CHALLENGE => Convert the material from the line containing "Find the vintage" through the line containing "M 212 68 L 210" into a JSON list of strings, one string per line, with blank lines left out.

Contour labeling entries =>
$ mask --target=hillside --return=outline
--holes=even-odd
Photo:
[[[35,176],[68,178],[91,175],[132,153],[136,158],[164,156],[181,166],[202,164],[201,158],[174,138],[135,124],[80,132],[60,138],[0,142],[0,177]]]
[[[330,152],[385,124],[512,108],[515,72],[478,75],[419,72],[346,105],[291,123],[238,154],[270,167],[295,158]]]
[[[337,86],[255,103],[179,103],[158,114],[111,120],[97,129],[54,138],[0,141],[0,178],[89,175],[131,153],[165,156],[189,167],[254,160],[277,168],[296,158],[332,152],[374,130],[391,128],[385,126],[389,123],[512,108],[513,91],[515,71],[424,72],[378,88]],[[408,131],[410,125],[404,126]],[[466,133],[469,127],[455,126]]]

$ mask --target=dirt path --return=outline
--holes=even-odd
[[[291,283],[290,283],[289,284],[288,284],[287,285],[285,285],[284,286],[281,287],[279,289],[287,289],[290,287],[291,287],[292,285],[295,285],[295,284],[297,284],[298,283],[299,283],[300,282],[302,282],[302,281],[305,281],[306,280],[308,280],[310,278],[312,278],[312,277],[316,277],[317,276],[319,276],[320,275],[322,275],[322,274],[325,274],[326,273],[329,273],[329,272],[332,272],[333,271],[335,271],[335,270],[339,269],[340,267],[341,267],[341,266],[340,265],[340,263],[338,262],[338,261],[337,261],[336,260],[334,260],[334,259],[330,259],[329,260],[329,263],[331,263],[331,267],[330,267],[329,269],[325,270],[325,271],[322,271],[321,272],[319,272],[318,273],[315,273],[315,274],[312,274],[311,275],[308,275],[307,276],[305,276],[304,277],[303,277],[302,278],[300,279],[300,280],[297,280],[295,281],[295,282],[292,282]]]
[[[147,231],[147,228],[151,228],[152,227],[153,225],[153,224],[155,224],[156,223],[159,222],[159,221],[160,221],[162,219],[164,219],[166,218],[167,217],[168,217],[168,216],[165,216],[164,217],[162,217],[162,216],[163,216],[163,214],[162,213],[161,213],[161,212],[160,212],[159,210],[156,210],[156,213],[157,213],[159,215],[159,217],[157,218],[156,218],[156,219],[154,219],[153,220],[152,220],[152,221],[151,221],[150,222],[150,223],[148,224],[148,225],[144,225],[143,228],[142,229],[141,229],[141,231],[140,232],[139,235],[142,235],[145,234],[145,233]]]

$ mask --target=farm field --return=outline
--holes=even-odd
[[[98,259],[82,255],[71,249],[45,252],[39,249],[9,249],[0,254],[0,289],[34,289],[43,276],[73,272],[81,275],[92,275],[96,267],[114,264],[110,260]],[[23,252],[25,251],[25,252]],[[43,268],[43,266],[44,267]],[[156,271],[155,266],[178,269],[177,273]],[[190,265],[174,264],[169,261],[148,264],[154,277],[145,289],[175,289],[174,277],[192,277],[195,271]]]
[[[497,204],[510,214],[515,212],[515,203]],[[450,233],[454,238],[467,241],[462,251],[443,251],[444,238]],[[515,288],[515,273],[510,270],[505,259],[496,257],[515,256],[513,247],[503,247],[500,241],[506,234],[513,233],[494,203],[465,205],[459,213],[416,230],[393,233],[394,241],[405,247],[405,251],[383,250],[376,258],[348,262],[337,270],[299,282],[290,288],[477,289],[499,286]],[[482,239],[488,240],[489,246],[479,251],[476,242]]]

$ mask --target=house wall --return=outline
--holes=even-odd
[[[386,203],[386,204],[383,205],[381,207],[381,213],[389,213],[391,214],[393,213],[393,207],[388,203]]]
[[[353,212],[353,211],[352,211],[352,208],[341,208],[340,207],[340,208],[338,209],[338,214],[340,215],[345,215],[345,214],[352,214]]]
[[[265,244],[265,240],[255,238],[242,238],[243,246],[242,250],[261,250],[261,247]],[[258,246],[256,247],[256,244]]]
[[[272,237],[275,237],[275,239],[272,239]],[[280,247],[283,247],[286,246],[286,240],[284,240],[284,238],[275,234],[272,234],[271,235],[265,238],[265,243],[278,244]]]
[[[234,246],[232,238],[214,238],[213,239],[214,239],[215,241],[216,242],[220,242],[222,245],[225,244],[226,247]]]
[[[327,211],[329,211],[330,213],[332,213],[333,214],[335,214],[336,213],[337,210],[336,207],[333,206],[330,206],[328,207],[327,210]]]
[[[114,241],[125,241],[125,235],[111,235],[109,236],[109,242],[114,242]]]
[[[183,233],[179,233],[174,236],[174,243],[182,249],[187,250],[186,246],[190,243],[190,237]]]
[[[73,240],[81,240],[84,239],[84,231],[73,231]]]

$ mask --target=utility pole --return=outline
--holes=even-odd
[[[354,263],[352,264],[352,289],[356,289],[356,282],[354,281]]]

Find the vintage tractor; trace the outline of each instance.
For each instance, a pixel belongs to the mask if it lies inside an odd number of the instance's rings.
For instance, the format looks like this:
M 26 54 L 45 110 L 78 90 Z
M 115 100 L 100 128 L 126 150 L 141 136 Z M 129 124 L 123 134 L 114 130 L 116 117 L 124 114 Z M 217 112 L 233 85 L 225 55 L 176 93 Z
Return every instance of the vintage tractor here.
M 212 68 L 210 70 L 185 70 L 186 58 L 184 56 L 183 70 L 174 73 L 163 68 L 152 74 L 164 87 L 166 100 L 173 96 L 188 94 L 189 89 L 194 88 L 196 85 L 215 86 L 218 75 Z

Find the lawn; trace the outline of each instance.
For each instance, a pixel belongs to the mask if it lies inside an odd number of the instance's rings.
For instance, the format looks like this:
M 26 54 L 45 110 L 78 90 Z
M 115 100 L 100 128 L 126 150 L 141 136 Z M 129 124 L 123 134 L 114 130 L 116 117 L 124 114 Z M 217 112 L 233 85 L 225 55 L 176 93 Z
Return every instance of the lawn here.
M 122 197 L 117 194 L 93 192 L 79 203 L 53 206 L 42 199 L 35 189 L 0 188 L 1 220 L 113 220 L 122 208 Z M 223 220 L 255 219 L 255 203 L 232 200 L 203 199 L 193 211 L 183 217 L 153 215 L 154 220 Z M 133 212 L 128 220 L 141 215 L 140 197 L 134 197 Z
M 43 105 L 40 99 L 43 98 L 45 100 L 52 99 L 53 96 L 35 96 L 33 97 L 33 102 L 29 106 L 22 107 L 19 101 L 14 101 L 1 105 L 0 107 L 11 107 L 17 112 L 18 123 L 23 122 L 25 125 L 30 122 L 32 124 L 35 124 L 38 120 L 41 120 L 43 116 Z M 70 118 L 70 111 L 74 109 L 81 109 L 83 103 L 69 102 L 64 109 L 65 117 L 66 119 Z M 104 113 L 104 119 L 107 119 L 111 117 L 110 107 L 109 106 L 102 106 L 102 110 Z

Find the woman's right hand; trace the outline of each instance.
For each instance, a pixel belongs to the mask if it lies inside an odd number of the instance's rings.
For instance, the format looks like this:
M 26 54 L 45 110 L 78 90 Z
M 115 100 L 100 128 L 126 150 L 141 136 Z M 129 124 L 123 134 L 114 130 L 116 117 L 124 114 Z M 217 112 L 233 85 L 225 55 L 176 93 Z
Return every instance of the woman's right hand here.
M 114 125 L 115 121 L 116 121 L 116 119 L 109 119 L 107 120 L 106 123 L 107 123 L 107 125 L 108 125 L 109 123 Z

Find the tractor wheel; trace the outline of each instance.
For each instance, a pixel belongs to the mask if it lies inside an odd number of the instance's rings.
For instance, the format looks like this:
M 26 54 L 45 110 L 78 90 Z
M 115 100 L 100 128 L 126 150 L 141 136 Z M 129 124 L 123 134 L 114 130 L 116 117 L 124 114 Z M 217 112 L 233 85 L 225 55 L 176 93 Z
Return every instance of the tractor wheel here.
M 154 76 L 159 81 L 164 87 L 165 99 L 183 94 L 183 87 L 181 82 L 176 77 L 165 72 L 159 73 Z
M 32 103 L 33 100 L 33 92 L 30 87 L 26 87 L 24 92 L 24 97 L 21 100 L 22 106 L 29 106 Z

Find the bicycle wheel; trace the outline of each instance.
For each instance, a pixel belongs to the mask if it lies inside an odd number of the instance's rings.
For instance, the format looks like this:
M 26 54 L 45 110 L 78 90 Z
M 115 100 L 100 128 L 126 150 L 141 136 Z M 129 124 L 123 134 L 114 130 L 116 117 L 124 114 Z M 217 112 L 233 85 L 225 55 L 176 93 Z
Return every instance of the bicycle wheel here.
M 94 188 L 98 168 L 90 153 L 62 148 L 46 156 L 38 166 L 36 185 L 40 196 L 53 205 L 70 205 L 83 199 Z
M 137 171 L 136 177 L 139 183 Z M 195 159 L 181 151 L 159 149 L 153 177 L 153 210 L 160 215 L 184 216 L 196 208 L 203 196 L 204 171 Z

OUTPUT =>
[
  "Find the vintage tractor; trace the outline of each instance.",
  "For each instance, a pixel belongs to the mask if it lies inside an odd number of the instance's rings.",
  "For instance, the format looks like this:",
  "M 26 54 L 45 110 L 78 90 Z",
  "M 115 100 L 100 128 L 126 150 L 141 136 Z M 129 124 L 123 134 L 114 130 L 116 117 L 124 114 Z M 217 112 L 233 85 L 225 55 L 176 93 Z",
  "Return every instance of the vintage tractor here.",
  "M 212 68 L 210 70 L 185 70 L 186 58 L 184 56 L 183 70 L 174 73 L 163 68 L 152 74 L 164 87 L 166 100 L 173 96 L 188 94 L 189 89 L 194 88 L 196 85 L 215 86 L 218 75 Z"
]